WHAT IS REQUIRED: Return every line below that contains the string "pavement", copying each one in full. Treat the match as case-sensitive.

►

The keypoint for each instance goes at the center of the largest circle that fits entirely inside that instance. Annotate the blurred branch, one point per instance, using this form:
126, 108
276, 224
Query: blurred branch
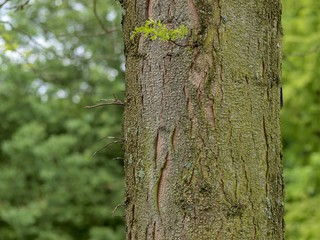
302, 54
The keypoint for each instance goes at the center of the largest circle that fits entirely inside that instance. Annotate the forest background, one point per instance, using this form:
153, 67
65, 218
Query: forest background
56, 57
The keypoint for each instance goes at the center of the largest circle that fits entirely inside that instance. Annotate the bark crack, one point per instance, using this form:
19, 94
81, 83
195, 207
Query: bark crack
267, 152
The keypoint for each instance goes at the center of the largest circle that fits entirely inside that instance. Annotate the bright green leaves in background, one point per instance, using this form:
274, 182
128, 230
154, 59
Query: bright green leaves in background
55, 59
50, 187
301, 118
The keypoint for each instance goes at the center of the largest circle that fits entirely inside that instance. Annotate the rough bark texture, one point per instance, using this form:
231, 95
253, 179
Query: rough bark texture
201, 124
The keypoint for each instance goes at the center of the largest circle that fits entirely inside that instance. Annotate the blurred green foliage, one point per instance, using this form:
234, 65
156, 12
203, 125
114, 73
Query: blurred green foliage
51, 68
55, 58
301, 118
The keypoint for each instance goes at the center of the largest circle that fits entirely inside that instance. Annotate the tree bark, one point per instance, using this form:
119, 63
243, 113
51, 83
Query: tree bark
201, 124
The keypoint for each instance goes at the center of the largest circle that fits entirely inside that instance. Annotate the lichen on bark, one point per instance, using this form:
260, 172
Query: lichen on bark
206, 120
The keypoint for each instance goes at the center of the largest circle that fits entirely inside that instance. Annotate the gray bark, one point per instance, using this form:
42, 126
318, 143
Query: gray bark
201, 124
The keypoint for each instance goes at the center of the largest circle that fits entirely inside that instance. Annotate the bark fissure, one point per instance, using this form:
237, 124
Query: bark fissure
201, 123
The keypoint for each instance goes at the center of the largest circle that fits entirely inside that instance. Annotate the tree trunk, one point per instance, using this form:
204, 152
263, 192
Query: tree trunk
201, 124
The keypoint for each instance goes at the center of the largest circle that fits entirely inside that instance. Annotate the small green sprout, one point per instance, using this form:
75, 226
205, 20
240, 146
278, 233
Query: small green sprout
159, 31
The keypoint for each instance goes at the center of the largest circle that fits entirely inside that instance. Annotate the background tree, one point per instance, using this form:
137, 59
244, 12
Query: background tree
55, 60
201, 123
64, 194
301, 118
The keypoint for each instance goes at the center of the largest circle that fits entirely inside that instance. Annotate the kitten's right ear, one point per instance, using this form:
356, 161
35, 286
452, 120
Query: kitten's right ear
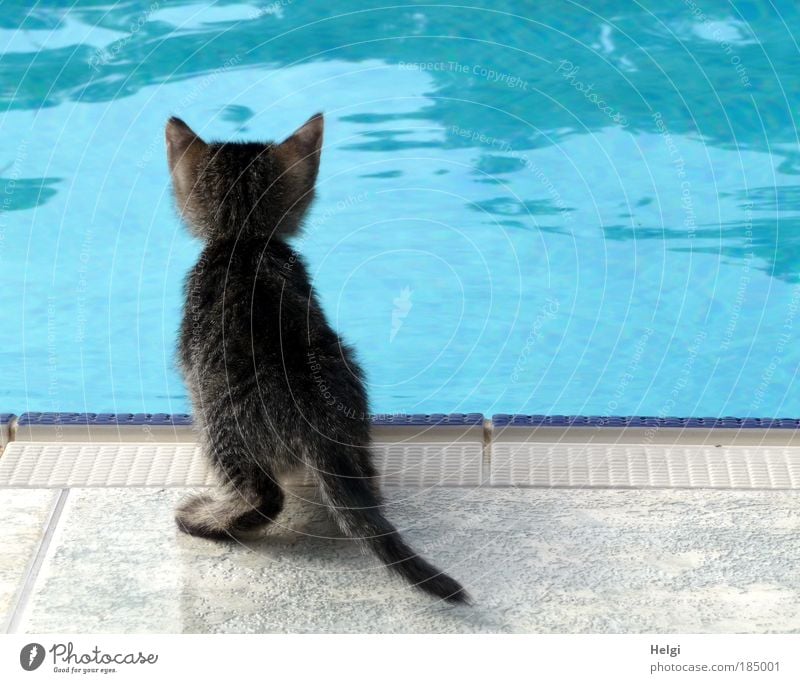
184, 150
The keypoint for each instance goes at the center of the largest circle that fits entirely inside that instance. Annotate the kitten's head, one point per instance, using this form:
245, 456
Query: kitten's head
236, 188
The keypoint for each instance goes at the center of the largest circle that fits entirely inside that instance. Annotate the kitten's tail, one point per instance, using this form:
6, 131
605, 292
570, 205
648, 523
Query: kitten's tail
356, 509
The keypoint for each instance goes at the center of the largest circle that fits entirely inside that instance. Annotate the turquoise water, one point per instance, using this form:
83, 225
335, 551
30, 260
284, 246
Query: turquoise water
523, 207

◄
►

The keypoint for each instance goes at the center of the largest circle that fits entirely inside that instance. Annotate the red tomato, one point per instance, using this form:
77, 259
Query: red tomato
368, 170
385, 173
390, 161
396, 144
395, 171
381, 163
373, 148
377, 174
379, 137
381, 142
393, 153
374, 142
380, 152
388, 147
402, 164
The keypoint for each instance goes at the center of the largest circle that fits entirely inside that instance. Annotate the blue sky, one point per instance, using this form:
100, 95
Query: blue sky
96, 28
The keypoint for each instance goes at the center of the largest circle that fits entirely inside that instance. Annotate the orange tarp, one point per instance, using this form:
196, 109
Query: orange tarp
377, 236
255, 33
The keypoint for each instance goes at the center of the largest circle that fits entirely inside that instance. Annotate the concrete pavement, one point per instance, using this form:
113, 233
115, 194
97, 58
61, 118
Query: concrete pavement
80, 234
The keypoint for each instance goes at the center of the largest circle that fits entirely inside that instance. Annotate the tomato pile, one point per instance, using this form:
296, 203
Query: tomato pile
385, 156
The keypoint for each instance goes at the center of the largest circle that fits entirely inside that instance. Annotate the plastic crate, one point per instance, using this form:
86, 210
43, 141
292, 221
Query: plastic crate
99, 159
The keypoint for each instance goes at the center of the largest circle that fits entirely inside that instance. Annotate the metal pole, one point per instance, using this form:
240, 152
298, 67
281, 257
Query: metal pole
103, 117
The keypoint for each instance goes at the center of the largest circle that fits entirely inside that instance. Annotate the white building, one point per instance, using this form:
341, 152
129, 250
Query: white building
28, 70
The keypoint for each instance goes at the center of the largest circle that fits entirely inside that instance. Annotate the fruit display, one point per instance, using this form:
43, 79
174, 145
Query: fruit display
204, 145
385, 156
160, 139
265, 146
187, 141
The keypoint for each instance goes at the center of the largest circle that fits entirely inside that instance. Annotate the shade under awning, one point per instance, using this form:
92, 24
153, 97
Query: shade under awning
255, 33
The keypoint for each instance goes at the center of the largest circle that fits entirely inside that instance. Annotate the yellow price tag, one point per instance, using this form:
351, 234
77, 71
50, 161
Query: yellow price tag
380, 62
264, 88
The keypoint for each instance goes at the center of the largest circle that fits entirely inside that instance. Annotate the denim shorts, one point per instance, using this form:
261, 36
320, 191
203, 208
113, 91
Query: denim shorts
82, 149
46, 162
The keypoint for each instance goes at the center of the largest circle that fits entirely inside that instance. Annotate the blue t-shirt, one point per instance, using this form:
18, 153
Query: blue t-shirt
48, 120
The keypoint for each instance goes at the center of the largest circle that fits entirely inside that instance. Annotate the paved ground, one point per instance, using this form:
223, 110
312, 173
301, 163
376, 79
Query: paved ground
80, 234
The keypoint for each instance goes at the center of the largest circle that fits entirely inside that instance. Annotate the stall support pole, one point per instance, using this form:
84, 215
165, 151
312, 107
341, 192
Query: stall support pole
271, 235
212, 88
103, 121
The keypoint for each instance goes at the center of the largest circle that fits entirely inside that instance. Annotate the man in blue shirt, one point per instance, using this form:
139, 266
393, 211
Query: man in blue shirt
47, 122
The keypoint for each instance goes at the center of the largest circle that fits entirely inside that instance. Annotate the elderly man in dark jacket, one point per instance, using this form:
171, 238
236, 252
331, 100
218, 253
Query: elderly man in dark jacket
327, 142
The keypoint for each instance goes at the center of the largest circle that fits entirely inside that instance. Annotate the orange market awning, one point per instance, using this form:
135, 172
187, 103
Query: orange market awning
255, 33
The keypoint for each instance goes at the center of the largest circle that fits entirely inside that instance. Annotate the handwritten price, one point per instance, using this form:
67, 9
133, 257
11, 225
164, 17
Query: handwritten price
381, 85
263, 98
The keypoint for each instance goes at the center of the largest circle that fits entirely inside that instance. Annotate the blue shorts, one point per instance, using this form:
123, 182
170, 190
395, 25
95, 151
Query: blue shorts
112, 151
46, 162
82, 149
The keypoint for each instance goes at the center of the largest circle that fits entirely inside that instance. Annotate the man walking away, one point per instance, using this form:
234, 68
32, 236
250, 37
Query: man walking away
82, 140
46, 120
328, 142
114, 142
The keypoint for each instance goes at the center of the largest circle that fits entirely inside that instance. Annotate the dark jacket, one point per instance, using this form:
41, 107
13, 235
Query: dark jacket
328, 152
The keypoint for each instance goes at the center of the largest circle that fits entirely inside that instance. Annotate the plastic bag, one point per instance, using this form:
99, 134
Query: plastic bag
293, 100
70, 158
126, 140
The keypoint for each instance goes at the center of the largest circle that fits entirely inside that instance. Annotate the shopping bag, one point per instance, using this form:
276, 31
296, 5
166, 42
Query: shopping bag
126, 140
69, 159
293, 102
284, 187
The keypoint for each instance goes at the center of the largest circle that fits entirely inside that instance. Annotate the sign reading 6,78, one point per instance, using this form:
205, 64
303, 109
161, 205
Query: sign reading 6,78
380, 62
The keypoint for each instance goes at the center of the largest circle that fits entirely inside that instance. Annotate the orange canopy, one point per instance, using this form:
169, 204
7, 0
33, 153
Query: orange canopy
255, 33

◄
►

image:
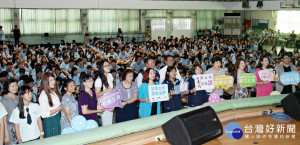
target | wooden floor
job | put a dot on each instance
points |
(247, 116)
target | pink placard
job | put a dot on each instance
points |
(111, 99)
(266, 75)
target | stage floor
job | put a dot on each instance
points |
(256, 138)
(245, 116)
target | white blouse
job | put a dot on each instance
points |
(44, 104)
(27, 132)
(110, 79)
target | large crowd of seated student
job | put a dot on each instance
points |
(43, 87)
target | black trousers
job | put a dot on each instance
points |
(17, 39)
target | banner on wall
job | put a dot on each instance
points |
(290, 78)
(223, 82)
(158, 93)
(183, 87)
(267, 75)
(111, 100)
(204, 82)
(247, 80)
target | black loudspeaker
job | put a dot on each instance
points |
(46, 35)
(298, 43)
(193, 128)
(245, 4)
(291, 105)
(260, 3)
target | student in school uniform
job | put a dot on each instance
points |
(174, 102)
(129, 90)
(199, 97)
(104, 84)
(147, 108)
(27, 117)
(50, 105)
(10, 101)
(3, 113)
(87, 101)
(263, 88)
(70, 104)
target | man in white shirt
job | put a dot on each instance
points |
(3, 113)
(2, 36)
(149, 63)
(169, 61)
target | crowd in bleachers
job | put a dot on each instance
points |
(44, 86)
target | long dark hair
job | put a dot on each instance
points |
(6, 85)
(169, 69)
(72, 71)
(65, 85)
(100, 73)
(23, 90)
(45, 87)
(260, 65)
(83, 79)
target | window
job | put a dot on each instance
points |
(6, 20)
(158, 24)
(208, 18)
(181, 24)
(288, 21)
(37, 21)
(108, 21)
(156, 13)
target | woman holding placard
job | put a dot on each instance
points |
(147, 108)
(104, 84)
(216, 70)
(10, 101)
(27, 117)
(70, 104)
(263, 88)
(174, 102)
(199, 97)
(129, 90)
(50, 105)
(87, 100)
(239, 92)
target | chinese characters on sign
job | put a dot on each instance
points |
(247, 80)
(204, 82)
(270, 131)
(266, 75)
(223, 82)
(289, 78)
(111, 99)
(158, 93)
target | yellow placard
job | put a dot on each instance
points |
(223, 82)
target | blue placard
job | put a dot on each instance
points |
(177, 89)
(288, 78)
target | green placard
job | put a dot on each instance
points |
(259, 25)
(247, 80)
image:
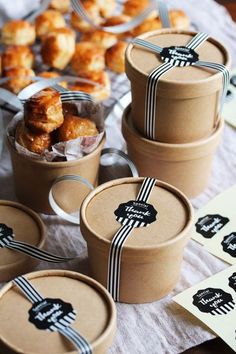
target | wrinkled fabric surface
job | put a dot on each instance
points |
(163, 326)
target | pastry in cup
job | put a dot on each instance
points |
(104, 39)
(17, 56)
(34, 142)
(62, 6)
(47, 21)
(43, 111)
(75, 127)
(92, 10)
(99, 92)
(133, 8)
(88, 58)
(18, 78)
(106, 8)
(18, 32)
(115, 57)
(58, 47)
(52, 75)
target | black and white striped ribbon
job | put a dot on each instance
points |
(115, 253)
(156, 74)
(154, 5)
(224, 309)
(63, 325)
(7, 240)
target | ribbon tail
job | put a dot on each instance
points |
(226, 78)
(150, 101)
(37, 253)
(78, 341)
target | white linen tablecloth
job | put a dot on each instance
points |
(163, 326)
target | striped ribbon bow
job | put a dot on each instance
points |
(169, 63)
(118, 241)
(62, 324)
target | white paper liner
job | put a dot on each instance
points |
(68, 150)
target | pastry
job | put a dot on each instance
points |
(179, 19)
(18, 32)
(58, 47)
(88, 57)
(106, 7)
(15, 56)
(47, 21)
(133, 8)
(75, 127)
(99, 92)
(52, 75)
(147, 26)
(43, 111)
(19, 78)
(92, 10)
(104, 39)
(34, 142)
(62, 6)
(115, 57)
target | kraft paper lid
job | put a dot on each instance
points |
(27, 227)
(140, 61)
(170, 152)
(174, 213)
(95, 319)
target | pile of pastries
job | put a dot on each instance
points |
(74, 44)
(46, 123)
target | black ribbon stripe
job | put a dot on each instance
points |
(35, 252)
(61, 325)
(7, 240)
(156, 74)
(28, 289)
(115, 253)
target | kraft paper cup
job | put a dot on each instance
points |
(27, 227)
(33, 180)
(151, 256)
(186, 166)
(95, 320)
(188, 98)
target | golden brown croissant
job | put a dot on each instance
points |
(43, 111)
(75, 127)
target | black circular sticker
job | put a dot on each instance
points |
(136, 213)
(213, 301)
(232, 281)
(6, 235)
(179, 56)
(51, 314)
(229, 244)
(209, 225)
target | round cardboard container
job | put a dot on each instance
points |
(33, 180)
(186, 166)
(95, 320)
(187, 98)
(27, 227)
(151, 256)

◄

PROBLEM SOLUTION:
The keypoint for each instance goes at the center of the largest circle that fits entirely inside that instance. Annotate the concrete pavement, one point per instance, using this form:
Query: concrete pavement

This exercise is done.